**Extract to read:**
+++

When he saw the blood coming out of my nose, my former student began to realize that he had hit the wrong person. Sobriety returned somewhat. He explained to me: When I asked this bitch to service you, she thought you are too old for her. No shit. She has slept with hundreds of men and she still thinks she has a fresh pussy. I couldn't bear to hear him talk like that and left right away.

Later on, I didn't even go ask for my tricycle, for fear that the Party secretary's son could find me. One day, I was reading the
Huaxi Metropolis Daily
and found a report in the social news section about how my former student had been charged with beating up a young woman and forcing her into prostitution. When he was interviewed in the detention center, he was quoted as saying: My former teacher took care of me when I was kid. Now it's time to pay him back. I don't regret staying at the detention center because I did it for him.

LIAO:
I have never seen such a loyal student as him.

HUANG:
If his father knew about this, he would be turning over in his grave.

LIAO:
Have you been back to that school?

HUANG:
No. I heard that the Shanya High School has been closed. The classroom buildings have been demolished and the playground is piled with dirt. The school is now turned into farmland. My guess is that the school lacked financial resources and couldn't get qualified teachers to work there. Times have changed. College graduates are no longer as idealistic as we were. They are all looking for high-paying jobs with international companies. Sometimes, I don't know who is right, Old Mao or Old Deng. Is it good to open China's door to the West or is it good to keep it shut?

THE MORTICIAN

There is a funeral home on Chengdu's Qunzhong Road. Next to the funeral home is a big teahouse, with a run-down façade. The business at the teahouse is fairly good. About 80 percent of its clients are senior citizens. It was inside the teahouse that I recently met the seventy-one-year-old Zhang Daoling, a senior mortician at the funeral home.

LIAO YIWU:
Master Zhang, how long have you been in this business?

+++

**Entries:**
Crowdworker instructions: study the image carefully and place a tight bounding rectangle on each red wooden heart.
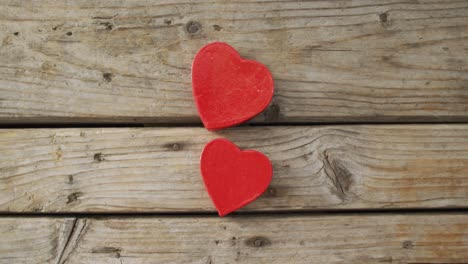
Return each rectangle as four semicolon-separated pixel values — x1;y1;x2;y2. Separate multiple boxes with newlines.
200;138;273;216
192;42;273;130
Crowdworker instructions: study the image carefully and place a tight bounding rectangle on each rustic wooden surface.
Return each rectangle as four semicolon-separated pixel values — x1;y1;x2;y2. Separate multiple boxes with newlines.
0;125;468;212
0;214;468;264
0;0;468;264
0;0;468;123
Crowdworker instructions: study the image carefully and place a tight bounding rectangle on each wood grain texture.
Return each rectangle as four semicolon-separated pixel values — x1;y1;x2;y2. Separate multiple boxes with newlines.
0;125;468;212
0;214;468;264
0;218;76;264
0;0;468;123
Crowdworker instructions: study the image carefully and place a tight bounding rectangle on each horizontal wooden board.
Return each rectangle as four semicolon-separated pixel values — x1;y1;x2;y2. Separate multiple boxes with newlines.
0;0;468;123
0;125;468;212
0;214;468;264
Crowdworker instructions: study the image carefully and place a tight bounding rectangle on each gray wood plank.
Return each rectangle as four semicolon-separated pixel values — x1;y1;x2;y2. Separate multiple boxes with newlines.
0;0;468;123
0;125;468;213
0;214;468;264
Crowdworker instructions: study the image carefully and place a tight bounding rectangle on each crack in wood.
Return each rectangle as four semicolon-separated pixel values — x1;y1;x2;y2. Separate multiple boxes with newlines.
55;218;88;264
322;150;349;201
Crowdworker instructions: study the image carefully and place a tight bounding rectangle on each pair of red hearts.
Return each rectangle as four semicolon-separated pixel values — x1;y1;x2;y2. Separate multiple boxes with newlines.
192;42;273;216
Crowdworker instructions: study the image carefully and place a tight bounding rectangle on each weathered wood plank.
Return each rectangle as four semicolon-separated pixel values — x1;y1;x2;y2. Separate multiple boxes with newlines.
0;218;76;264
0;125;468;212
0;0;468;123
0;214;468;264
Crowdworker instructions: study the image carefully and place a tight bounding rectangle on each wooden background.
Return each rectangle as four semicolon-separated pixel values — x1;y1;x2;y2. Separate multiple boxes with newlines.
0;0;468;264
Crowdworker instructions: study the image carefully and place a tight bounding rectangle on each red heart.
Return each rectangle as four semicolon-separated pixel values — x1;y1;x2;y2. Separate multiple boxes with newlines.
200;138;273;216
192;42;273;130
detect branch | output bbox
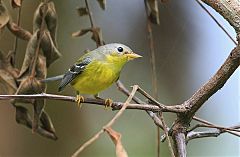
[0,93,185,112]
[184,45,240,121]
[186,125,240,142]
[202,0,240,33]
[72,85,138,157]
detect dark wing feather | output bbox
[58,57,91,92]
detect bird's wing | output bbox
[58,56,91,91]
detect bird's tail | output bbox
[41,75,64,83]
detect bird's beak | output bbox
[125,52,142,60]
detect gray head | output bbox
[96,43,142,60]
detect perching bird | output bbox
[55,43,142,105]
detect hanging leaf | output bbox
[45,2,57,47]
[105,127,128,157]
[15,106,32,128]
[97,0,106,10]
[12,0,23,8]
[35,54,47,80]
[15,106,57,140]
[41,31,61,67]
[92,27,103,46]
[77,7,89,16]
[0,1,9,30]
[0,51,19,94]
[33,2,43,32]
[72,28,92,37]
[40,110,56,134]
[146,0,160,24]
[19,30,39,78]
[0,69,17,94]
[7,21,32,41]
[32,99,45,132]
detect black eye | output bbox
[118,47,123,52]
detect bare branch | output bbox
[72,85,138,157]
[196,0,237,45]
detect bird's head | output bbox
[99,43,142,62]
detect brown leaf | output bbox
[7,21,32,41]
[0,1,9,30]
[0,69,17,94]
[40,110,55,134]
[13,76,45,104]
[0,51,19,94]
[105,127,128,157]
[97,0,106,10]
[41,31,61,67]
[72,28,92,37]
[77,7,89,16]
[15,106,32,128]
[12,0,23,8]
[15,106,57,140]
[32,99,45,132]
[33,2,43,32]
[45,2,57,47]
[92,27,103,46]
[146,0,160,24]
[19,30,39,78]
[35,54,47,80]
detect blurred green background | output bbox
[0,0,240,157]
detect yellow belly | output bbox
[71,64,120,94]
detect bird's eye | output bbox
[117,47,123,52]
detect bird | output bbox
[58,43,142,106]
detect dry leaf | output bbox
[7,21,32,41]
[0,69,17,94]
[35,54,47,80]
[33,2,43,32]
[0,1,9,30]
[92,27,103,46]
[40,110,55,134]
[45,2,57,47]
[97,0,106,10]
[41,31,61,67]
[0,51,19,94]
[15,106,57,140]
[77,7,89,16]
[19,30,39,78]
[12,0,23,8]
[32,99,45,132]
[146,0,160,24]
[105,127,128,157]
[15,106,32,128]
[72,28,92,37]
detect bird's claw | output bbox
[104,98,113,109]
[75,95,84,108]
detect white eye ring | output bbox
[117,47,123,52]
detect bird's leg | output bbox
[94,94,113,109]
[75,91,84,108]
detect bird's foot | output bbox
[104,98,113,109]
[75,95,84,108]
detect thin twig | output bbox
[144,0,160,157]
[72,85,138,157]
[31,0,48,77]
[159,112,175,157]
[12,2,23,66]
[196,0,237,45]
[0,93,181,112]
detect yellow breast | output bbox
[71,62,121,94]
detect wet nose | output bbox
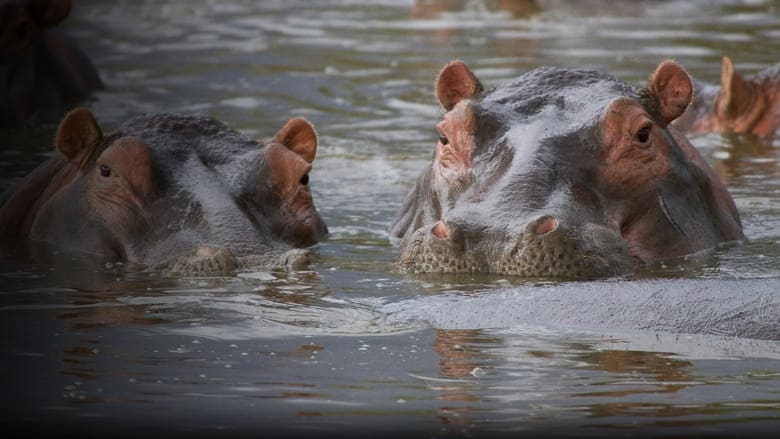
[431,221,450,239]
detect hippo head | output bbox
[0,0,103,127]
[389,61,743,279]
[0,0,72,63]
[0,108,327,272]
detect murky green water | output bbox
[0,0,780,437]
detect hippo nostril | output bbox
[534,216,558,236]
[431,221,450,239]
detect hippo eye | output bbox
[636,125,652,143]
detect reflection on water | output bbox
[0,0,780,437]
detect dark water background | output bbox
[0,0,780,437]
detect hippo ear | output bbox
[645,60,693,124]
[28,0,73,28]
[436,61,483,111]
[274,117,317,163]
[54,107,103,160]
[717,56,753,119]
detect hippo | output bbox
[672,56,780,139]
[0,0,103,128]
[388,60,744,280]
[0,108,328,275]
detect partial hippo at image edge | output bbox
[0,108,327,275]
[672,56,780,139]
[0,0,104,129]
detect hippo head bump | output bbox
[389,61,743,279]
[0,108,327,274]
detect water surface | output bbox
[0,0,780,437]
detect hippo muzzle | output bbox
[399,215,633,279]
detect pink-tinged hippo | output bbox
[389,61,743,279]
[0,108,327,274]
[0,0,103,128]
[672,56,780,138]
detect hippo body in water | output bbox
[0,0,103,128]
[389,61,744,279]
[672,56,780,139]
[0,108,327,274]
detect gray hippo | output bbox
[0,0,103,127]
[672,56,780,138]
[388,61,744,279]
[0,108,327,274]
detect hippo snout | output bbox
[400,215,633,279]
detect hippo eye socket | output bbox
[636,125,652,143]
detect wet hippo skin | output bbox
[672,56,780,138]
[0,0,103,128]
[0,108,327,274]
[389,61,744,279]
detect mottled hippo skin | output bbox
[672,57,780,138]
[389,61,743,279]
[0,109,327,274]
[0,0,103,127]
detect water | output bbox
[0,0,780,437]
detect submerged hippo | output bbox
[0,0,103,127]
[0,108,327,274]
[672,56,780,138]
[389,61,743,279]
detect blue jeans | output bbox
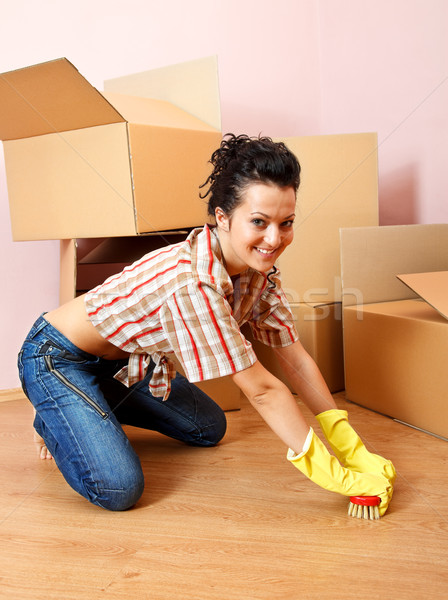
[18,316,226,510]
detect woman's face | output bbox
[216,183,296,276]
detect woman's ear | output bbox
[215,206,230,231]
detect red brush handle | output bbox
[350,496,381,506]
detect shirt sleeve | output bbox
[249,276,299,348]
[160,281,257,382]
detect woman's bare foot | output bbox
[34,410,53,460]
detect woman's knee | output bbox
[192,411,227,446]
[83,471,145,511]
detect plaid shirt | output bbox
[85,225,298,400]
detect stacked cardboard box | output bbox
[0,58,378,408]
[341,224,448,438]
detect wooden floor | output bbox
[0,394,448,600]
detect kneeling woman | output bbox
[19,135,395,514]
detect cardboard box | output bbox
[244,302,344,392]
[279,133,378,304]
[0,58,221,240]
[341,224,448,438]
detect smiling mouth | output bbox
[255,247,277,256]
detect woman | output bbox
[19,135,395,514]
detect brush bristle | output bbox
[347,497,380,521]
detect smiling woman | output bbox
[19,135,395,514]
[215,183,296,276]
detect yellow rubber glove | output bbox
[316,409,396,484]
[287,428,393,516]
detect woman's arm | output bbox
[232,361,310,454]
[275,342,337,415]
[232,354,393,514]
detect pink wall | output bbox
[0,0,448,389]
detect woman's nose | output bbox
[264,225,281,248]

+++

**What this exercise asks:**
[a] In the interview excerpt, what has the Shanya High School been turned into?
[b] Repeat the part of the interview excerpt that opens with the words containing "There is a funeral" and closes with "the funeral home.".

**Results of the tasks:**
[a] Farmland.

[b]
There is a funeral home on Chengdu's Qunzhong Road. Next to the funeral home is a big teahouse, with a run-down façade. The business at the teahouse is fairly good. About 80 percent of its clients are senior citizens. It was inside the teahouse that I recently met the seventy-one-year-old Zhang Daoling, a senior mortician at the funeral home.